Text excerpt:
────
Back then, however, machining cycle time was not the primary obstacle to processing these parts. The challenge instead was the variety of setups, and what this required in terms of carrying parts from machine to machine, coordinating time on different machines, queuing incomplete parts to wait their turn on the next machine in the sequence, and taking care to load parts precisely at each step to ensure accuracy from operation to operation. While the multitasking machine tool has significantly compacted cycle time, it has done much more than this by cutting walking time, handling errors and work-in-process inventory all down to zero.
In fact, Mr. Lang says the advantage of getting so much of the part’s processing time and expense into the machining cycle is that machining cycle improvements are now seen for their full value. Tooling that can deliver further efficiency becomes easy to justify. The shop recently refined the machining cycle with a combination tool it specified that performs drilling and chamfering in a single pass, saving time by eliminating a tool change.
4. Cells
Yet as productive as the lathe is, even more production happens in its immediate vicinity. Ergoseal’s new way of thinking about production emphasizes cells, Tom Hilaris says. Walking time can be reduced even further by anticipating where a part is likely to go next and bringing that subsequent operation close to the machine tool. Parts produced at the ST-20 lathe go into a press-fit assembly operation, so the work cell around this lathe now includes all of the resources the operator needs to perform this assembly while the machine is cutting parts.
A cell has also been built around the shop’s latest CNC machine, a smaller Haas ST-10 lathe. This machine produces “cups,” components common throughout the company’s seal assemblies. All cup parts are roughly similar, but this machine produces a range of sizes and varieties for a range of customers’ seals.
For any cup part, two machining operations are needed. The part’s inner region is turned to allow lugs to be welded inside. After this welding, the part returns to the lathe so the burn marks can be turned from the OD. Because of this series of steps, work-in-process inventory also used to be common for this part, until the company installed the spot welder in a cell with this lathe. Now, the operator can move the part from machining to welding to machining without walking at all. This truism about manufacturing is so simple and powerful that it is almost profound: Just the positioning of your equipment can determine how much work your shop is able to do.
Together, the two newest machines in the shop, the Haas lathes, are now productive enough within their respective cells that they account for the lion’s share of the shop’s machining output. Other, older machines in the shop are still valuable and still deliver significant production, but the pressure on these machines to deliver all of the company’s part-making capacity has been relieved.
As a result, the value of these machines has changed. The way the company looks at them has changed. While the new lathes are more purely production resources, these older machines can increasingly serve the company in its efforts to build up the business. These older machines perhaps can’t keep up with the production processes that Ergoseal is developing in other corners of the shop, but increasingly they now can be available to run the prototyping jobs that will lead to further growth.
────
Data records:
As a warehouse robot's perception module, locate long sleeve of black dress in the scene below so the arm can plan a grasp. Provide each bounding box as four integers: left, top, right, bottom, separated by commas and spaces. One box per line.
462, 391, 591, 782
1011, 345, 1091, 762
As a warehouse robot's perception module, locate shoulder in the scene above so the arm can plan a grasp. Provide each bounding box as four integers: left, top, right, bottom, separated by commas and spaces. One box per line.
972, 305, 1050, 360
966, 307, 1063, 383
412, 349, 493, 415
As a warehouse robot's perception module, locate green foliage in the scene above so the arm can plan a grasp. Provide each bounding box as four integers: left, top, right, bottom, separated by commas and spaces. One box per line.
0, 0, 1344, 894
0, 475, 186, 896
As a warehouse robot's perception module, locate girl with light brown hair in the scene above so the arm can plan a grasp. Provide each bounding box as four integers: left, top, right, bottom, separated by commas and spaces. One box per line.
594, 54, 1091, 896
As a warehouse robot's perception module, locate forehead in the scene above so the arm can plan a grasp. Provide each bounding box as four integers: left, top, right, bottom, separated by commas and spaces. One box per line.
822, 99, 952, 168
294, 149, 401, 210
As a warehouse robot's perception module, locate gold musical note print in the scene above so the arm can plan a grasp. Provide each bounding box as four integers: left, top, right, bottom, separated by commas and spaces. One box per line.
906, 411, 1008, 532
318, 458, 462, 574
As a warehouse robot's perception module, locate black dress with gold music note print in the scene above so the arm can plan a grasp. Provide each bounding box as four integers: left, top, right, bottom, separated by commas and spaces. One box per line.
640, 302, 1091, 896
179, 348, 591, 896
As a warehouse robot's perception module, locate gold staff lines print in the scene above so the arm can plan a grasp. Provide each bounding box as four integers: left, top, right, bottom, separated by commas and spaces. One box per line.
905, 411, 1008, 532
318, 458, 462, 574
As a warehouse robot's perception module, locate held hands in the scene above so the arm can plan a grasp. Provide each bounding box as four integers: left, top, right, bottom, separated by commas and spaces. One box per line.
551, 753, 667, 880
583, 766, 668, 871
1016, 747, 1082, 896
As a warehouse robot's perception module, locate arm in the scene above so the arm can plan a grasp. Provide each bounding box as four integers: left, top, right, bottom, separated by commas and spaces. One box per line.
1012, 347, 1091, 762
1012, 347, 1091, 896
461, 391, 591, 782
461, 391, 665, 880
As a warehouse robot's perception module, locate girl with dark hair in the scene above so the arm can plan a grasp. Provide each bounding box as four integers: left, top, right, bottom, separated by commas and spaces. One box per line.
────
Task set:
A - Update the text excerpt on Ergoseal's shop from "A cell has also" to "of customers’ seals.", changing "smaller" to "compact".
B - Summarize the text excerpt on Ergoseal's shop in two sentences.

Solutions for each task:
A -
A cell has also been built around the shop’s latest CNC machine, a compact Haas ST-10 lathe. This machine produces “cups,” components common throughout the company’s seal assemblies. All cup parts are roughly similar, but this machine produces a range of sizes and varieties for a range of customers’ seals.

B - Ergoseal's multitasking machine tool compacted cycle time and cut walking time, handling errors and work-in-process inventory down to zero, and the shop now organizes production in cells that bring follow-on work such as press-fit assembly and spot welding close to its Haas lathes. These two newest lathes now account for most of the shop's machining output, which frees the older machines to run the prototyping jobs that will lead to further growth.